Document passage ->
--------
Learning to Speak the Language of Life
Parlez-vous DNA? Habla Human Genome? Fluency in the Romance languages is great, but if you want to add some new life to your surroundings--literally--try uttering a few sentences in DNA.
Of course, the idea that the double helix represents not just a scaffolding for biochemicals but a new kind of language has been around ever since Watson and Crick first discovered it 40 years ago. Biologists regularly talk of the genetic “code,” gene “expression” and “editing” gene sequences. DNA-as-language is one of modern science’s most powerful metaphors.
“The metaphor does give you a richer set of approaches to organize how you think about a problem,” says Nobel laureate Joshua Lederberg, a pioneering molecular biology researcher and president emeritus of Rockefeller University.
But maybe language is more than just a metaphor. Maybe--just like Sanskrit, Chinese and English--DNA really is a language, with a grammar and syntax that determines how meaning is created.
“I imagine that a gene is a kind of biological sentence--not just a sequence of letters,” says David B. Searls, a University of Pennsylvania professor with advanced degrees in molecular biology and computer science. “I try to assemble them into a higher order--into phrases that can ultimately be combined into sentences.”
To the extent that’s possible, our ability to understand and manipulate life is radically transformed. Language becomes a practical tool, not just a helpful metaphor.
--------
Assigned task 1 -> According to the article on DNA as language, in which fields does David B. Searls hold advanced degrees?
Assigned task 2 -> Carry the article on DNA as language forward from its last sentence.
The data that comes next is from a different source than the article.
--------
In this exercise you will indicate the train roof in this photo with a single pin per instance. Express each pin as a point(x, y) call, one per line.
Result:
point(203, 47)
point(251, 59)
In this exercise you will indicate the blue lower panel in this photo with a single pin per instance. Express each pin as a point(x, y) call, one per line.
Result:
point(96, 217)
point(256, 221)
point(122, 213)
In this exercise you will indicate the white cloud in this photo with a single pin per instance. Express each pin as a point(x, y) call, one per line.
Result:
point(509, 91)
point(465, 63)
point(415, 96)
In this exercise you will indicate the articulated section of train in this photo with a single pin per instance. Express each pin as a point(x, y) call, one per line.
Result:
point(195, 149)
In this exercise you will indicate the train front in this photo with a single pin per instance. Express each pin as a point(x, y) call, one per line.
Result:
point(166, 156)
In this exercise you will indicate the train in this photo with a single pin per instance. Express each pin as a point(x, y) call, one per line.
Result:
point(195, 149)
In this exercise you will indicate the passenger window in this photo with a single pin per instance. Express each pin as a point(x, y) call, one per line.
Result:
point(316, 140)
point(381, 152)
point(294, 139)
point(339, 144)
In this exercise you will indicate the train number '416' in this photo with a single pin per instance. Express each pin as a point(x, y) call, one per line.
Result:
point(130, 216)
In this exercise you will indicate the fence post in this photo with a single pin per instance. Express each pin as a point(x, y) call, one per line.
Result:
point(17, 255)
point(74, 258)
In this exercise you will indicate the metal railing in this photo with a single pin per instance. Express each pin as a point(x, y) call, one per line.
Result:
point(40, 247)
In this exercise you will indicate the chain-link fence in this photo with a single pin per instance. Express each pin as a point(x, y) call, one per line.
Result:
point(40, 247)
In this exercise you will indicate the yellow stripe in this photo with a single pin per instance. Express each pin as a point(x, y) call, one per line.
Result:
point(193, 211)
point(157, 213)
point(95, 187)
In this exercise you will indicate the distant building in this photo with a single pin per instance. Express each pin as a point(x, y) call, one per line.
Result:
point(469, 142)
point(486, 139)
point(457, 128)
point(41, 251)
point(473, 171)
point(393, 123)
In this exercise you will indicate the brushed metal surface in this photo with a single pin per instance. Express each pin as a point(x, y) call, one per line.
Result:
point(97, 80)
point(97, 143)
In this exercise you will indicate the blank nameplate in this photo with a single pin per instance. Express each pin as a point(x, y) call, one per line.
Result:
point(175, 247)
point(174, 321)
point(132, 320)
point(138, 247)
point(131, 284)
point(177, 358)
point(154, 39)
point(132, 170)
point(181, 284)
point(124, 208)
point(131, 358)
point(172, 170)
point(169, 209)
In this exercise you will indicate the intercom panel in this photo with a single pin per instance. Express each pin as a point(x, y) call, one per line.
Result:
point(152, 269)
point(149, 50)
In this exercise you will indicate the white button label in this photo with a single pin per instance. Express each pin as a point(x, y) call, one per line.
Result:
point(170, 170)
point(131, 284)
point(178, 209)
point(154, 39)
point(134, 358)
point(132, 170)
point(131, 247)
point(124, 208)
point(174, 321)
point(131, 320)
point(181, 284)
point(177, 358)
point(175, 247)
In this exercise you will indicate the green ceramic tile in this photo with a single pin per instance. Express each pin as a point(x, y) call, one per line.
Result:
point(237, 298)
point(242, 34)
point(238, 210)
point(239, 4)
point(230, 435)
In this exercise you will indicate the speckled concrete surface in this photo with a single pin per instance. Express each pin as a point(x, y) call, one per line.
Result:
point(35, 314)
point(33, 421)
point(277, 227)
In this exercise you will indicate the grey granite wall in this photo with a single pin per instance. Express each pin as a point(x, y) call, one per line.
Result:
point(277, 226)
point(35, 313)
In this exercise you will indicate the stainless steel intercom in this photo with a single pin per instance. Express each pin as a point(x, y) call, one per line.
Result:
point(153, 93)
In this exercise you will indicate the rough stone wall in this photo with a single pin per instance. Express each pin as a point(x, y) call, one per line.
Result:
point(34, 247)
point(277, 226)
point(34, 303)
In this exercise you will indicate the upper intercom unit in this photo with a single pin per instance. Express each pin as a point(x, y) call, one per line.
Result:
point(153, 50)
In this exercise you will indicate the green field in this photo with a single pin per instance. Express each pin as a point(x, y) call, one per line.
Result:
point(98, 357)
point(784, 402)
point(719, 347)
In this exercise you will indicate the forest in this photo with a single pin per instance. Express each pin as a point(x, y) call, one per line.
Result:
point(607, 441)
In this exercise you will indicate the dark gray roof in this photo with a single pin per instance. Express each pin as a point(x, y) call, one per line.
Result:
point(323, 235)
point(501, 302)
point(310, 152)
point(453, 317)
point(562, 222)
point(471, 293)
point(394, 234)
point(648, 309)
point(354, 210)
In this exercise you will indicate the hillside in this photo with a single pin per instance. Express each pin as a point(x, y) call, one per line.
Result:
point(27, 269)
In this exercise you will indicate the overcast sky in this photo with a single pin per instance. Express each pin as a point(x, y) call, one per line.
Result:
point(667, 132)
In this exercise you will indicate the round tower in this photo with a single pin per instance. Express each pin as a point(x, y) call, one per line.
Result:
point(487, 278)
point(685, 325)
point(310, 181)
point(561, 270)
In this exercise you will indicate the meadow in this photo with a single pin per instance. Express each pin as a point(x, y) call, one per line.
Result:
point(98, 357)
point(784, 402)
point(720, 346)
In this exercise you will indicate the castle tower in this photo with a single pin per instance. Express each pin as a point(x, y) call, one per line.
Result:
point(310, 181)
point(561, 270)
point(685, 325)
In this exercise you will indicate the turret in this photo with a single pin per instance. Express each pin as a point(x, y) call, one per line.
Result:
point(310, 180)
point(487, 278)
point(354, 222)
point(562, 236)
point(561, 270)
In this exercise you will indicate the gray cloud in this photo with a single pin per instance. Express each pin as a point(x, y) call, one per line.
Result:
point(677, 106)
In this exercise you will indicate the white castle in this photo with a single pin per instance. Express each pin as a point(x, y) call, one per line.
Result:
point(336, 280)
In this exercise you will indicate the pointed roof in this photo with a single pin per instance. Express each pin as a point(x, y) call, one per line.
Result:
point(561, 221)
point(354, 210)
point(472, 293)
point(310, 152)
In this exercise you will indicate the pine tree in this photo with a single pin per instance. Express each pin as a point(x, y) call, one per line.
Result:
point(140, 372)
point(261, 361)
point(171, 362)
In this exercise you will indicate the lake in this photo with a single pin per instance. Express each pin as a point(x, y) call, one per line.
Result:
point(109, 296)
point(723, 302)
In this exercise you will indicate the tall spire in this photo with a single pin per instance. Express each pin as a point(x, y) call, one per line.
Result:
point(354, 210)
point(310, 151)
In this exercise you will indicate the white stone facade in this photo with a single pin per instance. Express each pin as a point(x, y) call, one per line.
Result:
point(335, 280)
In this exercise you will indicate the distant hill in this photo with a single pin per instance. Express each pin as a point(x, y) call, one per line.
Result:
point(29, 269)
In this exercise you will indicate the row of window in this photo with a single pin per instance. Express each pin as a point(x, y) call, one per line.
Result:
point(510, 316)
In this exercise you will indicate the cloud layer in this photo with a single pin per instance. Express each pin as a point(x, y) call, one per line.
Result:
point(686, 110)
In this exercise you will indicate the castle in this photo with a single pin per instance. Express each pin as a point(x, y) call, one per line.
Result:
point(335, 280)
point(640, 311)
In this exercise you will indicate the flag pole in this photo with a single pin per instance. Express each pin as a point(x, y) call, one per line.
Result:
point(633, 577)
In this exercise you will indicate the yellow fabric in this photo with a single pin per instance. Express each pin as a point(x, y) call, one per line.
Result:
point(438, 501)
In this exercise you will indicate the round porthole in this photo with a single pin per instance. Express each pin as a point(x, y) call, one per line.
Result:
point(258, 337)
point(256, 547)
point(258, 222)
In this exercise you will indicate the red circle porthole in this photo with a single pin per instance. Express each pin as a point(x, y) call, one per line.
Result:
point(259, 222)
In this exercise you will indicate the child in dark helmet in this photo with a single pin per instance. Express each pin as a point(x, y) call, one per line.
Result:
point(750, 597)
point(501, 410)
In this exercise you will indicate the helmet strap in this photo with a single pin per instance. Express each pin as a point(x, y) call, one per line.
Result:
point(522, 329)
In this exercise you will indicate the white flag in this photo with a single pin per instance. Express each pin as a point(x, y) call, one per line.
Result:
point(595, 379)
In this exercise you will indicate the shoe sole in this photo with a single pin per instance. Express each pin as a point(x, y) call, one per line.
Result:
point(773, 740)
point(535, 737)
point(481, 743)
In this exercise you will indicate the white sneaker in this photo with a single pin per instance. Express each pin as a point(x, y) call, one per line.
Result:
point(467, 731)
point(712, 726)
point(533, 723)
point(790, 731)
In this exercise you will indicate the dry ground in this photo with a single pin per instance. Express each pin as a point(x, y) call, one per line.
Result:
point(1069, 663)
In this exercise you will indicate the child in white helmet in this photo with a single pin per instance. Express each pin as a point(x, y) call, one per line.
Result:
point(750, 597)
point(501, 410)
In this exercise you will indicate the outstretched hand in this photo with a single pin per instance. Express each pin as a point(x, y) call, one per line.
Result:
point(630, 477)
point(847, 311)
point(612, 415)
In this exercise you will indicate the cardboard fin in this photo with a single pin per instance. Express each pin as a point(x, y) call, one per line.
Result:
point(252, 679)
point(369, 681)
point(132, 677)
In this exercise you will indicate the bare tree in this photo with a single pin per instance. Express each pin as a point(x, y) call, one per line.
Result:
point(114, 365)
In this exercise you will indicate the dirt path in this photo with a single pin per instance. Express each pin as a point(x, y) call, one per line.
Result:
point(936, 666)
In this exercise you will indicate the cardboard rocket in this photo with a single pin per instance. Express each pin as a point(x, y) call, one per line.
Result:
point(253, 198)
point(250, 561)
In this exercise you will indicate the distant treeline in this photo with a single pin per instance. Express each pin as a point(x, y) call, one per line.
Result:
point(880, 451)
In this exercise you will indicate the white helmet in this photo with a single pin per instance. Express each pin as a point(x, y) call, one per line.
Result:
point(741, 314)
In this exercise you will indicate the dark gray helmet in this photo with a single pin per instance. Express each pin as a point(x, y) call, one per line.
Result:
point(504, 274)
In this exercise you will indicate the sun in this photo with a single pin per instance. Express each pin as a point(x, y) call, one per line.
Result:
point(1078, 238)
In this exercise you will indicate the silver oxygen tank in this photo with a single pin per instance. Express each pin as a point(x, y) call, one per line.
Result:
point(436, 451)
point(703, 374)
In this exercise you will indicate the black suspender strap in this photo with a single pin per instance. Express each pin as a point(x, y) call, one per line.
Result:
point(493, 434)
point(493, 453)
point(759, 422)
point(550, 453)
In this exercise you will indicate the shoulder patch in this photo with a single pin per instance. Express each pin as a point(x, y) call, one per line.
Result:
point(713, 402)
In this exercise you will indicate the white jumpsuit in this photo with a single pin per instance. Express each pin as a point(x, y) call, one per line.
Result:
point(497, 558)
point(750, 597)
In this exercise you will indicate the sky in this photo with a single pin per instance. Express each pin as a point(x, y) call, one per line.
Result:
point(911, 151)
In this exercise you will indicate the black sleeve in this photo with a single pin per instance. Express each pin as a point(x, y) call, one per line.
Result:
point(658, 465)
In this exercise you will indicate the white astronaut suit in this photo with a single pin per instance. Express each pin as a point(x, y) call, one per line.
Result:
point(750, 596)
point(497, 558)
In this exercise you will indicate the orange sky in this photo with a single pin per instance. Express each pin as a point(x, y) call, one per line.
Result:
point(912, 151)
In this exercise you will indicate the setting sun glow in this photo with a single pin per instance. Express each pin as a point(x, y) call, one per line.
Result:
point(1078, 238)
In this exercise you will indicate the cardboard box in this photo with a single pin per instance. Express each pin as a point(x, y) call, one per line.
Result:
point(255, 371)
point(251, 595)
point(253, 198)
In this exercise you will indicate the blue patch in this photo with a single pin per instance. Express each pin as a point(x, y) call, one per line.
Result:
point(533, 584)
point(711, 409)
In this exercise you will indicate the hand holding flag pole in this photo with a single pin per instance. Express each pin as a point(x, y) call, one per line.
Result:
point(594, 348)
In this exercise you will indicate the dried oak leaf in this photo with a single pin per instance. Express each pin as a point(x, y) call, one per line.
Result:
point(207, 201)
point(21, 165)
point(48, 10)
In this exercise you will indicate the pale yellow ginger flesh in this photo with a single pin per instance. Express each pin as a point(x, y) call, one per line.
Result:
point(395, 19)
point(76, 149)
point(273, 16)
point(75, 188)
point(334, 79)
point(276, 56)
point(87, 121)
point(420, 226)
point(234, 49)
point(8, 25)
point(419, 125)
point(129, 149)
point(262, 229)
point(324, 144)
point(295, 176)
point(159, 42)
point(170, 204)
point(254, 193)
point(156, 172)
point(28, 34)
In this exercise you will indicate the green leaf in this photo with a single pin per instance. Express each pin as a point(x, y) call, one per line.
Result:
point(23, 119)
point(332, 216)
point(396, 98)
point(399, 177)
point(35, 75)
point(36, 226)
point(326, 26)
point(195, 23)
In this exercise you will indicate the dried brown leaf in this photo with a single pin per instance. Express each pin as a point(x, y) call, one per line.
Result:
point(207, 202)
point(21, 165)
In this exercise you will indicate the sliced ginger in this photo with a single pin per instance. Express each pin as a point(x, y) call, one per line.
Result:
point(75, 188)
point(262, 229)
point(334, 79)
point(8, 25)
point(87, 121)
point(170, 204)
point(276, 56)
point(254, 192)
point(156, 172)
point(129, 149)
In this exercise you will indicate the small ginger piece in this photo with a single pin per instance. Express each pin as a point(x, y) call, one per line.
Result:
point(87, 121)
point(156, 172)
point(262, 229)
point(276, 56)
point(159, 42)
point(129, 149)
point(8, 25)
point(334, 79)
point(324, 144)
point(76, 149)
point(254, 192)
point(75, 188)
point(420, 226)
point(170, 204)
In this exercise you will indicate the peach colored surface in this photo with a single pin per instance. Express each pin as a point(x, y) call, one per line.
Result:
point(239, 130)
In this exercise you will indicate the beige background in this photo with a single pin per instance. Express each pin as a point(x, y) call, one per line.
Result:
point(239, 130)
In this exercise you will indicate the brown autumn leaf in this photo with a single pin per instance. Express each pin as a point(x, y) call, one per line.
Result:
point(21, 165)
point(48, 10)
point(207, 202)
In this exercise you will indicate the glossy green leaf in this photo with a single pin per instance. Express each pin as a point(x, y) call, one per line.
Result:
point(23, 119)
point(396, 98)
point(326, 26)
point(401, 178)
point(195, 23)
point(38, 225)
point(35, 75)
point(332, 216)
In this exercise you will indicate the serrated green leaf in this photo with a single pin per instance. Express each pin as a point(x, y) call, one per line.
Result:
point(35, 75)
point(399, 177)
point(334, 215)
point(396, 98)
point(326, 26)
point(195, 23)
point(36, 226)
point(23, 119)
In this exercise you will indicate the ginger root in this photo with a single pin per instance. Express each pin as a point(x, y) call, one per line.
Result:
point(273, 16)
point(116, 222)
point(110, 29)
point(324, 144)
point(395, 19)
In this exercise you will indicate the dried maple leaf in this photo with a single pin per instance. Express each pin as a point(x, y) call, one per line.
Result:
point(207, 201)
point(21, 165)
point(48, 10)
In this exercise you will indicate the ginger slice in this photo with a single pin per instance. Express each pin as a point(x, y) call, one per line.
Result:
--------
Task output 1 -> Molecular biology and computer science.

Task output 2 ->
“If there is such a thing as a genetic grammar or dialect that tells us what sequences and phrases are necessary to make things work,” says biotechnology industry consultant Vivian Lee, “it would have tremendous ramifications. . . . Understanding the patterns of DNA is a hot button area.”
As with any language, the ability to parse a genetic sentence--along with a decent bio-vocabulary--ultimately enables us to “read” the genome of any plant, animal or living thing with the same facility that we now read a newspaper or a novel. Molecular biologists have just begun to build “parsers” that can analyze genetic sentences, much as Mrs. Grundy had you parse sentences in sixth-grade English.
More provocatively, a good command of genetic grammar means we can ultimately write and edit genetic “texts” with a confidence that is otherwise unimaginable. Understanding the syntax is essential to making sure our genetic scribblings make sense.
“That’s the single greatest strength of grammars,” says Searls. “They’re as adept at generating a sentence as recognizing one.”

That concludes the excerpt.